→ **Problem details**: Reproduce each record below exactly as written.

── Data rows

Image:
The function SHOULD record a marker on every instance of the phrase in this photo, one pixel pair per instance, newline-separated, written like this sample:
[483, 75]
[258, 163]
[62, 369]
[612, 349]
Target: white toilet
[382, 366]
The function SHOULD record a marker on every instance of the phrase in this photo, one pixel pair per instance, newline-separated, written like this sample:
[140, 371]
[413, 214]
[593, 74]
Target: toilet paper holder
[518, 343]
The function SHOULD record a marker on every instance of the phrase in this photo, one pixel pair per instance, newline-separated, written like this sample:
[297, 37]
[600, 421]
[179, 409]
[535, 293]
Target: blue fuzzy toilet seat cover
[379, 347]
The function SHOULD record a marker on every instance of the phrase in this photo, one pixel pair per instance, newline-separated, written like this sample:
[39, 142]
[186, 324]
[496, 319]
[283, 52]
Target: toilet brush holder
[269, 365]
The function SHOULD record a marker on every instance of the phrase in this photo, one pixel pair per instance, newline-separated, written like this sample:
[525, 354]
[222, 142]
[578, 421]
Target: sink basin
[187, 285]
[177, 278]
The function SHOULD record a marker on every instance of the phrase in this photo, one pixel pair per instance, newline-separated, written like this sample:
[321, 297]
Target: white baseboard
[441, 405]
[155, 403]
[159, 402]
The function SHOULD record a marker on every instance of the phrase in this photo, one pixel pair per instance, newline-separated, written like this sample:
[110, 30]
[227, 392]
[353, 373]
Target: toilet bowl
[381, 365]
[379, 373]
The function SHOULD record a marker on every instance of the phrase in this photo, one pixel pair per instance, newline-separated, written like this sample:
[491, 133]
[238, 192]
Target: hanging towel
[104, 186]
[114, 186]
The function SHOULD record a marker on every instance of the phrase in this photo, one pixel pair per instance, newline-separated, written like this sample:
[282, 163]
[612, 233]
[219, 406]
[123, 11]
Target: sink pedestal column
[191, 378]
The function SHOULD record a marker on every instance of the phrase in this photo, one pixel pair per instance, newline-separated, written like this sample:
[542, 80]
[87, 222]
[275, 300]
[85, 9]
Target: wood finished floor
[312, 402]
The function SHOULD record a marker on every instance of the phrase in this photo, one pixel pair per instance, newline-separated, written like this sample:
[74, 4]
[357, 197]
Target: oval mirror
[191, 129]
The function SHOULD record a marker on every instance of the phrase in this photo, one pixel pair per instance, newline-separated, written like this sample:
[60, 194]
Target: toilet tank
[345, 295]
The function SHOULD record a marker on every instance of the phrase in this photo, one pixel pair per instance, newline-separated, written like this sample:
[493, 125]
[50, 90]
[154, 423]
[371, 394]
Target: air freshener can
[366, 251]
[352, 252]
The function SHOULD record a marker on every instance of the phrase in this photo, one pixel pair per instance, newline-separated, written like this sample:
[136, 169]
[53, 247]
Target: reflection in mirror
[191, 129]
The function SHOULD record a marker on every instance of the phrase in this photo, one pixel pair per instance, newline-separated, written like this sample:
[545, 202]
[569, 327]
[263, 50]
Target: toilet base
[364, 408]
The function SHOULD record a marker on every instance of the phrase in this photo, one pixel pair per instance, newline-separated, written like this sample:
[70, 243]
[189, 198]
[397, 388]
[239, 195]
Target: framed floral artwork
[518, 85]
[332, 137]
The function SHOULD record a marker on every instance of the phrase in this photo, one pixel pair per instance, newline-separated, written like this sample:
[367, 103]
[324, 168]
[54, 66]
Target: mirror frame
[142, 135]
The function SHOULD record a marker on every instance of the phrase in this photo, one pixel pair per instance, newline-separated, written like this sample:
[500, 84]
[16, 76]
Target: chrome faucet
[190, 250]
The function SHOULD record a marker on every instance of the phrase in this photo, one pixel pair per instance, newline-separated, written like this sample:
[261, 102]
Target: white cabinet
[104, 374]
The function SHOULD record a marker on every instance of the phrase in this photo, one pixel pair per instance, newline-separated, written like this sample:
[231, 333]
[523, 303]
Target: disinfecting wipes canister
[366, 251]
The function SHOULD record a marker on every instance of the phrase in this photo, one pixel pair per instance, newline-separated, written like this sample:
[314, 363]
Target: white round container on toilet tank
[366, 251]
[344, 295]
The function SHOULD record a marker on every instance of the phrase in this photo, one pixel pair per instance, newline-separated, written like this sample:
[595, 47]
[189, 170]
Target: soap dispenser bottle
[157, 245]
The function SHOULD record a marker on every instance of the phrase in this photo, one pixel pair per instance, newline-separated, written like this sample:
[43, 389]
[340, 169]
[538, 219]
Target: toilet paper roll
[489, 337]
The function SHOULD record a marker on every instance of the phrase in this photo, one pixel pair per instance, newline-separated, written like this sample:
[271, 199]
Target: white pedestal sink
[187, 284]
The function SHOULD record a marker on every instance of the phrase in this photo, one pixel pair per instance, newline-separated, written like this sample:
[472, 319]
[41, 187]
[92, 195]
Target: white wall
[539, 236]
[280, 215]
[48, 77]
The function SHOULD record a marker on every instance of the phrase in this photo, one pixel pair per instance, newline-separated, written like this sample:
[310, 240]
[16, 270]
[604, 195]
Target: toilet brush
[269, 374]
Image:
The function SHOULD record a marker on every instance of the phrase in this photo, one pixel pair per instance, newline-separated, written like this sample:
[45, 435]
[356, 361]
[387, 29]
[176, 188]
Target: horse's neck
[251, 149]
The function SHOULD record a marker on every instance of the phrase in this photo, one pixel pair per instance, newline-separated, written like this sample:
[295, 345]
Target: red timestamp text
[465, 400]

────

→ **Completed exercise**:
Image:
The function SHOULD record a marker on every instance of the phrase in this photo, one pixel pair per instance, newline-separated, written like this sample:
[483, 75]
[258, 163]
[62, 369]
[612, 349]
Target: white toilet
[382, 366]
The function SHOULD record a marker on every instance of the phrase in this photo, one pixel pair per instance, newline-separated, written like this sample:
[140, 371]
[413, 214]
[593, 74]
Target: toilet paper holder
[518, 343]
The function SHOULD record a marker on every instance of the phrase in this photo, one pixel pair per instance, newline-separated, written like this sample:
[297, 37]
[600, 421]
[179, 409]
[535, 293]
Target: blue fuzzy toilet seat cover
[379, 347]
The function SHOULD record a marker on every instance of the phrase in this photo, one pixel pair per instance, newline-separated, written like this sample:
[39, 142]
[186, 324]
[496, 319]
[283, 52]
Target: toilet brush holder
[269, 365]
The function SHOULD record a marker on every instance of the phrase in this photo, one pixel pair per instance, newline-separated, written like this sample:
[525, 354]
[222, 142]
[578, 421]
Target: sink basin
[187, 285]
[177, 278]
The function SHOULD record a marker on every instance of the phrase in this photo, one pixel pair per instance, newline-separated, written like this sample:
[321, 297]
Target: white baseboard
[441, 405]
[155, 403]
[159, 402]
The function SHOULD record a marker on every instance of the phrase in this photo, one pixel pair per instance, newline-separated, written like this sample:
[110, 30]
[227, 392]
[353, 373]
Target: toilet bowl
[381, 365]
[379, 373]
The function SHOULD record a marker on every instance of the phrase in this photo, one pixel pair per instance, newline-separated, written like this sample:
[491, 133]
[238, 192]
Target: hanging towel
[104, 186]
[114, 186]
The function SHOULD record a marker on every instance of the phrase in this photo, one pixel pair per instance, newline-separated, written like this sample:
[282, 163]
[612, 233]
[219, 406]
[123, 11]
Target: sink pedestal column
[191, 378]
The function SHOULD record a marker on every instance of the phrase in this photo, one pixel pair per instance, newline-separated, written like this sample:
[542, 80]
[87, 222]
[275, 300]
[85, 9]
Target: wood finished floor
[312, 402]
The function SHOULD record a marker on every instance of the phrase in this photo, one pixel pair per instance, newline-separated, written like this sample:
[74, 4]
[357, 197]
Target: oval mirror
[191, 129]
The function SHOULD record a marker on every instance of the phrase in this photo, one pixel pair per instance, newline-separated, written like this sample:
[60, 194]
Target: toilet tank
[345, 295]
The function SHOULD record a marker on every instance of the phrase in this photo, one pixel pair per instance, newline-separated, written like this sample:
[493, 125]
[50, 90]
[154, 423]
[371, 394]
Target: air freshener can
[366, 251]
[352, 252]
The function SHOULD record a marker on every instance of the phrase in this photo, one pixel pair per instance, newline-separated, written like this sample:
[136, 169]
[53, 247]
Target: reflection in mirror
[191, 129]
The function SHOULD record a marker on every instance of the phrase in this photo, one pixel pair per instance, newline-separated, written like this sample:
[545, 202]
[569, 327]
[263, 50]
Target: toilet base
[364, 408]
The function SHOULD record a marker on every instance of the phrase in this photo, one pixel pair per instance, newline-separated, written like this sample:
[70, 243]
[189, 198]
[397, 388]
[239, 195]
Target: framed floral artwork
[518, 85]
[332, 137]
The function SHOULD record a marker on every instance of the phrase in this photo, one pixel pair per instance, newline-separated, written like this sample:
[367, 103]
[324, 168]
[54, 66]
Target: mirror frame
[142, 135]
The function SHOULD record a marker on every instance of the phrase in this photo, one pixel pair per instance, newline-separated, written like this sample:
[500, 84]
[16, 76]
Target: chrome faucet
[190, 250]
The function SHOULD record a marker on every instance of the phrase in this photo, one pixel pair per instance, newline-separated, written like this sample:
[261, 102]
Target: white cabinet
[104, 374]
The function SHOULD record a marker on every instance of the phrase in this photo, one pixel pair per instance, newline-separated, written like this sample:
[231, 333]
[523, 303]
Target: disinfecting wipes canister
[366, 251]
The function SHOULD record a marker on every instance of the phrase in this photo, one pixel pair per instance, newline-separated, written like this sample:
[314, 363]
Target: white round container on toilet tank
[366, 251]
[344, 295]
The function SHOULD record a marker on every instance of the phrase in this photo, one pixel pair per instance, newline-separated, written like this sample:
[595, 47]
[189, 170]
Target: soap dispenser bottle
[157, 245]
The function SHOULD record a marker on every instance of the phrase in this photo, one pixel pair per instance, newline-separated, written like this sample:
[43, 389]
[340, 169]
[538, 219]
Target: toilet paper roll
[489, 337]
The function SHOULD record a marker on every instance of the phrase in this photo, one pixel pair per instance, newline-separated, written like this sample:
[271, 199]
Target: white pedestal sink
[187, 284]
The function SHOULD record a marker on every instance of the phrase in this photo, one pixel pair per instance, newline-separated, written like this sample:
[472, 319]
[41, 187]
[92, 195]
Target: white wall
[539, 236]
[280, 215]
[48, 77]
The function SHOULD record a marker on every instance of the phrase in this photo, one pixel pair per instance, newline-separated, written like this sample:
[310, 240]
[16, 270]
[604, 195]
Target: toilet brush
[269, 374]
Image:
The function SHOULD record a marker on every instance of the phrase in this photo, one pixel pair per instance, newline-separated, written like this sample:
[45, 435]
[356, 361]
[387, 29]
[176, 188]
Target: horse's neck
[251, 149]
The function SHOULD record a marker on every instance of the phrase in this photo, one pixel pair per instance, newline-separated, written like this sample:
[295, 345]
Target: red timestamp text
[465, 400]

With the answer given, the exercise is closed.